**DOCUMENT TEXT**:
_ _ _ _ _

If we look at your Bonded Summoner as progressing on their way to becoming an Elemental Myrmidon; conveniently those creatures only have the following four condition immunities in 5e:
Paralyzed, a very powerful effect that sees some use from spells like Hold Person and creatures like Ghouls
Petrified, the most powerful effect but also the rarest
Poisoned, the weakest effect that only gives you disadvantage by itself, but often comes with more dangerous effects. Also, the most common short of Shove.
Prone, a fairly powerful effect that's also fairly common (depending on how often creatures Shove, it could be the most common), in general better than Poisoned but might be overshadowed by additional riders on the poison (knocked unconscious, etc.)
For power balance and just for matching the elemental themes maybe pairing them like this:
I've gone back and forth on how to line these up considering the power/frequency of them and just what feels right for an element. I think this sorting might work. I.e. - lightning kind of feels like something associated with paralyzing, cold & ice kind of feels like where you slip prone, acid kind of feels similar to poison... fire just gets what it gets.
For the 1.3f version, I cleaned up a lot of the language, removed the glaring 3.5isms (Stun and Crit immunity), but kept most everything else as it was. I also added a bit more fluff for the *why* of getting things like poison resistance or advantage on Sleep effects.
There's a lot of power in the action economy of this class, so having a sort of lack-luster 6th level is okay by me.
The core concept of the class is to become less mortal and more "elemental" as you level. While the traits given may seem to be a lot on paper, after DMing two 1-20 campaigns, I don't think the immunities and resistances are going to break or outshine the power curve of a 5e party, especially with the power creep introduced by the most recent additions to the game.
I think this will be my final version until I get some real table-time with it to see the subclass in action.
Thanks for your feedback, and I hope you also get to see the class in action.
That 14th level ability is still way, way, WAY too much. Not only is there a laundry list of condition immunities that would be very difficult to acquire otherwise and has no limit placed on them, that's only half the level 14 ability.The polymorph itself is too powerful. You become reflexively amorphic... but it doesn't even use your Reaction? If you've got a long comma separated list and then you add "In addition..." and proceed with another comma separated list, it's TOO MUCH.
The special improved Polymorph isn't enough for 14th? It's already WAY too powerful. The improvements over the spell include:
Doesn't take a spell slot
Doesn't require concentration
Last 10 times the regular spell
To acquire just the Resistances and Condition Immunities (they're virtually impossible to get) on another Wizard would have to have:
A Ring of Elemental Command, or something like a Red Dragon Mask. These obviously have other abilities, but they are about the only way to get immunity to an element.

_ _ _ _ _

Entries from a point annotation set
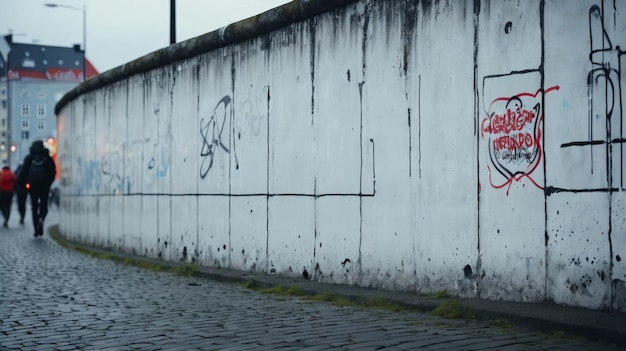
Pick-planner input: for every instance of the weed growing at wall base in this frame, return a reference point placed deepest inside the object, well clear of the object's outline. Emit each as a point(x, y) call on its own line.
point(453, 309)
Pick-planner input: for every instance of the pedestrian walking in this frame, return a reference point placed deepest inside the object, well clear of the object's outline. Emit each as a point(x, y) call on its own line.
point(21, 193)
point(7, 183)
point(38, 174)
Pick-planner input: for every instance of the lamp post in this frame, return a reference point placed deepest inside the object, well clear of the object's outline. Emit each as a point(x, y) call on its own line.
point(84, 11)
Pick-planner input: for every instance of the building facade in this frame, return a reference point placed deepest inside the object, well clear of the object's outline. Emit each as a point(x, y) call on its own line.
point(36, 77)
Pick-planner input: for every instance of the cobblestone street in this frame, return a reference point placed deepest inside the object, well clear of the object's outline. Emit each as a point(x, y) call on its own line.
point(52, 298)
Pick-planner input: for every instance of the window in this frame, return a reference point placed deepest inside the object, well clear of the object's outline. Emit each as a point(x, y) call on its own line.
point(41, 110)
point(28, 63)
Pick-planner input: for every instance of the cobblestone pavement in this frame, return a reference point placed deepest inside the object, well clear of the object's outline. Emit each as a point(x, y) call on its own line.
point(52, 298)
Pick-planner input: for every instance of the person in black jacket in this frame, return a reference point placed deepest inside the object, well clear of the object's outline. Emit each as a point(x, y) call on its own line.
point(38, 172)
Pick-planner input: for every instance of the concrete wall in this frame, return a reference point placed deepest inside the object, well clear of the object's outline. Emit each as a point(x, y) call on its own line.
point(473, 147)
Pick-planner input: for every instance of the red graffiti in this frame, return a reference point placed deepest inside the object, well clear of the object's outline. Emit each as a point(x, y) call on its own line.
point(514, 129)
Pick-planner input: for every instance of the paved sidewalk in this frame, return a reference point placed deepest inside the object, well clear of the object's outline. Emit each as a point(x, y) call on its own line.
point(542, 317)
point(53, 298)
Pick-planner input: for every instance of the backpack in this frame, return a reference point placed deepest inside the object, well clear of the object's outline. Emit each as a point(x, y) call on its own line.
point(37, 170)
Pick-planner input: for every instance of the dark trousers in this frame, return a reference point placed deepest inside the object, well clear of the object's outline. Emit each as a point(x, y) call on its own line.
point(21, 203)
point(5, 204)
point(39, 203)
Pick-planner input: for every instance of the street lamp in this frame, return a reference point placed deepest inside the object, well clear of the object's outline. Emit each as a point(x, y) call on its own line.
point(84, 11)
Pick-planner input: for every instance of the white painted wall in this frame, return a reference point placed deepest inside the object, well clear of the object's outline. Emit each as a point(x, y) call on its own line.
point(372, 145)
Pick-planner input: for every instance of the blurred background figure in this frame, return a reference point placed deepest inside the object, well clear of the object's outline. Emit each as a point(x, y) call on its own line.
point(7, 183)
point(20, 193)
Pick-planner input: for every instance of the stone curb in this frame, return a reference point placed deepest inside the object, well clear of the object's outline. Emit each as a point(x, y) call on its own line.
point(593, 325)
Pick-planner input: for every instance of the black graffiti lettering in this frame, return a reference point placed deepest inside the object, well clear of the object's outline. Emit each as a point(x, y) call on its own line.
point(211, 136)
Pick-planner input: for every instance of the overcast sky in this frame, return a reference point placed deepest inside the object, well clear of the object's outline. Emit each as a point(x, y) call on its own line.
point(119, 31)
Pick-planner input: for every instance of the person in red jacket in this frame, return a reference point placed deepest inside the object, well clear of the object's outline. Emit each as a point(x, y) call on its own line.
point(7, 183)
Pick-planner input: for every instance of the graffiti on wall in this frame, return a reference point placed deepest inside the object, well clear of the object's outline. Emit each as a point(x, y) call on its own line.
point(605, 99)
point(513, 128)
point(211, 134)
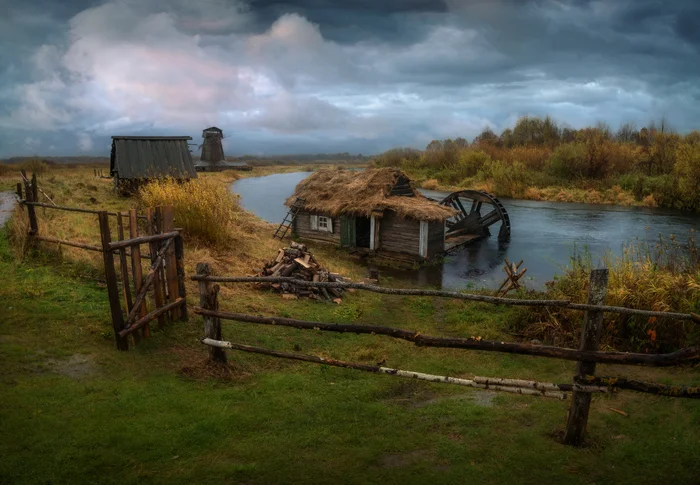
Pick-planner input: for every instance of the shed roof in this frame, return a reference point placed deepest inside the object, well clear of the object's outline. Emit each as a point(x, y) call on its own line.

_ _ _ _ _

In the subclass discussion, which of the four condition immunities is called the most powerful but also the rarest? None of these items matters for what is asked here.

Petrified